**PROBLEM TO WORK ON:** Please extract the lines of the material below, starting with the line containing "Q. Point out" and going on through the line containing "pixel 203 263", and reproduce them verbatim.

**RECORD SET:**

================

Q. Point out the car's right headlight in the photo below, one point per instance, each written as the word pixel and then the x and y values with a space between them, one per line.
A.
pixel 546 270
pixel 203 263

================

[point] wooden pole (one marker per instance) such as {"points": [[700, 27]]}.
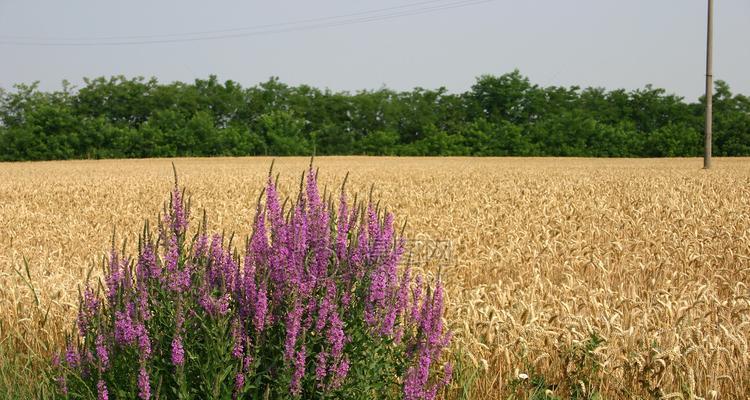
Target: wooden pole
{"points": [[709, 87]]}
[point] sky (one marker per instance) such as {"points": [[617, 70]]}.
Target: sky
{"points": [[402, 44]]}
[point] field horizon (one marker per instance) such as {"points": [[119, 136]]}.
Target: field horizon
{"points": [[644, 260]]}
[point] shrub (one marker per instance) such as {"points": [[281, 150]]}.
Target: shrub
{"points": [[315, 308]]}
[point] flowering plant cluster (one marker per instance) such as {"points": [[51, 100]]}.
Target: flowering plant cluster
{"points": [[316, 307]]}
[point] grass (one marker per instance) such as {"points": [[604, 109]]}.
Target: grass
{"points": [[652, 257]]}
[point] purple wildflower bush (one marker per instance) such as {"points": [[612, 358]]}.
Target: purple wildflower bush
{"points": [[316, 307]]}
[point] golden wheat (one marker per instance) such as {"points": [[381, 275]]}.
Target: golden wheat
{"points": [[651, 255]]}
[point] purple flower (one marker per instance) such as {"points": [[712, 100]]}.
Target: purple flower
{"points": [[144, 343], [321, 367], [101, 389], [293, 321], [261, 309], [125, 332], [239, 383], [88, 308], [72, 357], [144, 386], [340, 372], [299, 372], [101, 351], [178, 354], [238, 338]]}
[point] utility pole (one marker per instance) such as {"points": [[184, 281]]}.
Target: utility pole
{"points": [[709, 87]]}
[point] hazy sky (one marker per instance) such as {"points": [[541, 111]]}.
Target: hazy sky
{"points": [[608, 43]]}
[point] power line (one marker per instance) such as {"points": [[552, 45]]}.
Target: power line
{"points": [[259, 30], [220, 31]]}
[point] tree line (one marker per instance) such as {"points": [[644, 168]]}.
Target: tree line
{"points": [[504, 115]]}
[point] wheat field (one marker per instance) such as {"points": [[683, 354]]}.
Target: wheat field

================

**SOLVED EXERCISE:**
Q. Point out the car's right headlight in the photo below, one point per instance, each written as the word pixel and then the x and y values with a space between them, one per line.
A.
pixel 546 270
pixel 203 263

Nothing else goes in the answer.